_SOURCE DOCUMENT_
::::::
Cf. https://www.federalreserve.gov/faqs/what-economic-goals-does...


You ask others to do some research, which implies that you have good sources on how "The Fed, and other central banks have dealt with inflation many times before. And very effectively at that"

I'd be interested to see them, especially any from the last 40 years (i.e. post-Volker).

For pre-Volker, I'm interested in your sources from the early-mid 70s, and the way inflation was "controlled" in the years immediately surrounding the release of the gold standard.


That the fed has no tools is correct to the best of my understanding. The central banks are tasked with solving problems they have no mandate to solve.

Inflation is, among other things, a problem of the market having too low a demand for money compared to the supply. One obvious way to fix that is by taxing money out of existence faster, decreasing the supply and thus increasing its value assuming demand stays fixed. (And there's reason to think it will; demand for money is a relatively unflexible parameter.)

But of course, central banks do not control taxation, so there's not much they can do.


Inflation isn't bad, it is part of the interest rate cycle. You cut rates until you can't then you use inflation.


Could you elaborate? Why is the interest rate cycle good?


It's not good or bad, it just is. We're at the bottom right now, we'll stay here for a bit then experience inflation. Allocate assets accordingly. There isn't a good way up from zero interest rates besides printing money.


> I am not an economist

People who don't know shit about economics sure love to bust out their ignorant opinions.


'The Fed as a lot of tools at its disposal...'

Average and poor Americans would be better off with a simple formula to set money expansion. Then fire the private 'Federal Reserve' banksters and let someone else have the contract to clear checks.

It is long past time to end the 3rd central bank.


Except for their role as referee. Forcing banks to implement their real time payments system FedNow seems like a good thing, but I’m just learning about it.


How well did they do as referee in 2008? Did they take prompt corrective action when it was obvious banks and rating agencies were mispricing their balance sheet items, or mostly wait for explosion and then bail out their buddies?


The FED has tools to affect monetary base (physical currency + bank reserves). But inflation is mostly a function of money supply (physical currency + deposits), not monetary base. All tools at FED's disposal are very indirect, leading to frequent "pushing on a string" situations


That narrative makes sense, except for one thing: why wouldn't the Fed have taken their foot off the gas once inflation hit, say, 4%? Why wait until we're at 6.8%?


The other mandate of the Fed is getting full employment. Pumping money into the economy helps increase employment and there is a long way to go to get back to pre-pandemic levels on that metric.
::::::
_RAW DATA_
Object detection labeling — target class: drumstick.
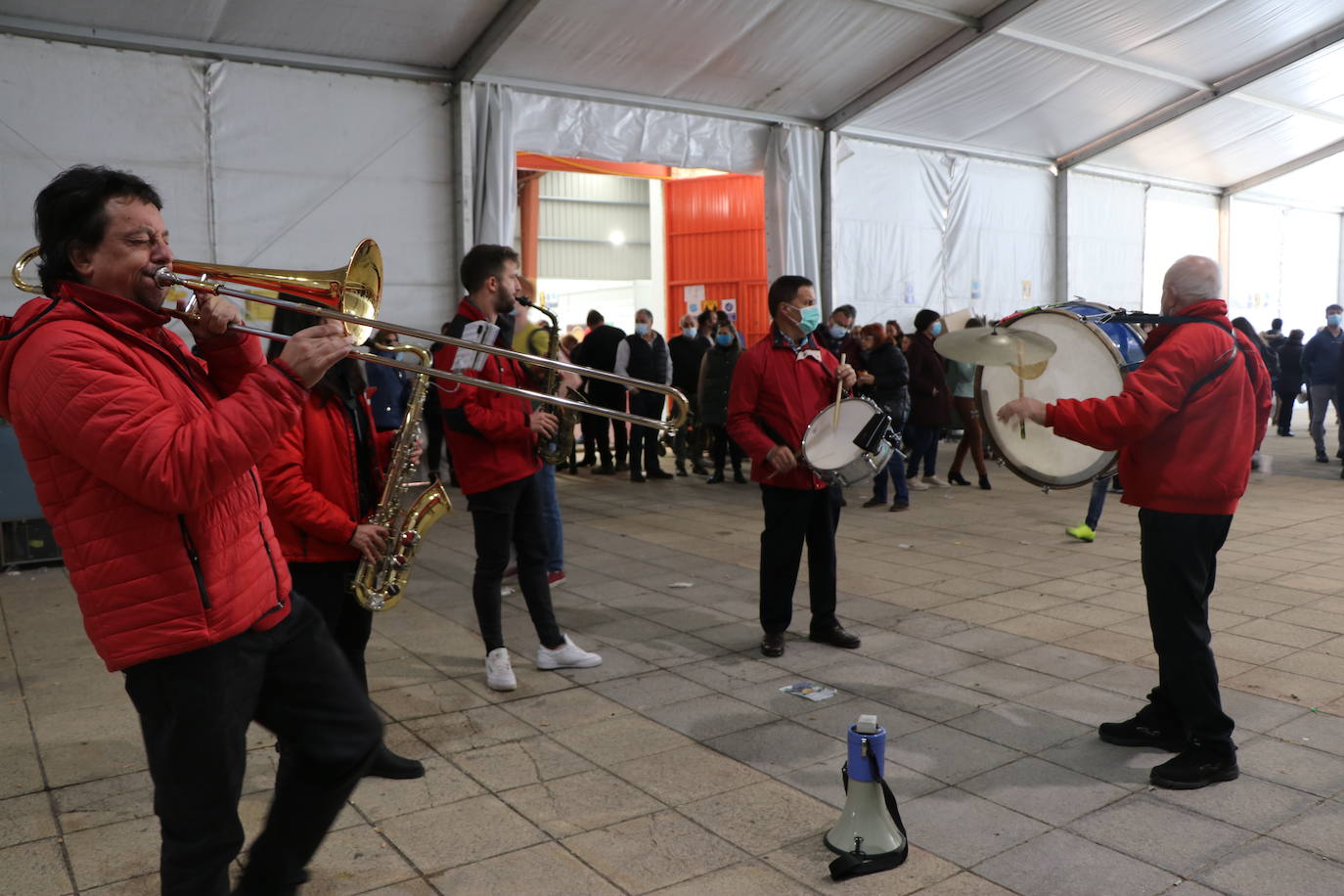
::::::
_EXERCISES TO COMPLETE_
**a)** Return the portion of the Fed discussion starting at "The FED has tools" and ending at "on that metric.".
**b)** Answer these questions using the Fed discussion:
(i) According to one comment, what makes up the monetary base?
(ii) What real-time payments system does one comment name?
(iii) At what inflation rate does one comment ask why the Fed waited to act?

_EXPECTED RESULTS_
**a)**
The FED has tools to affect monetary base (physical currency + bank reserves). But inflation is mostly a function of money supply (physical currency + deposits), not monetary base. All tools at FED's disposal are very indirect, leading to frequent "pushing on a string" situations


That narrative makes sense, except for one thing: why wouldn't the Fed have taken their foot off the gas once inflation hit, say, 4%? Why wait until we're at 6.8%?


The other mandate of the Fed is getting full employment. Pumping money into the economy helps increase employment and there is a long way to go to get back to pre-pandemic levels on that metric.

**b)**
(i) Physical currency plus bank reserves.
(ii) FedNow.
(iii) 6.8%.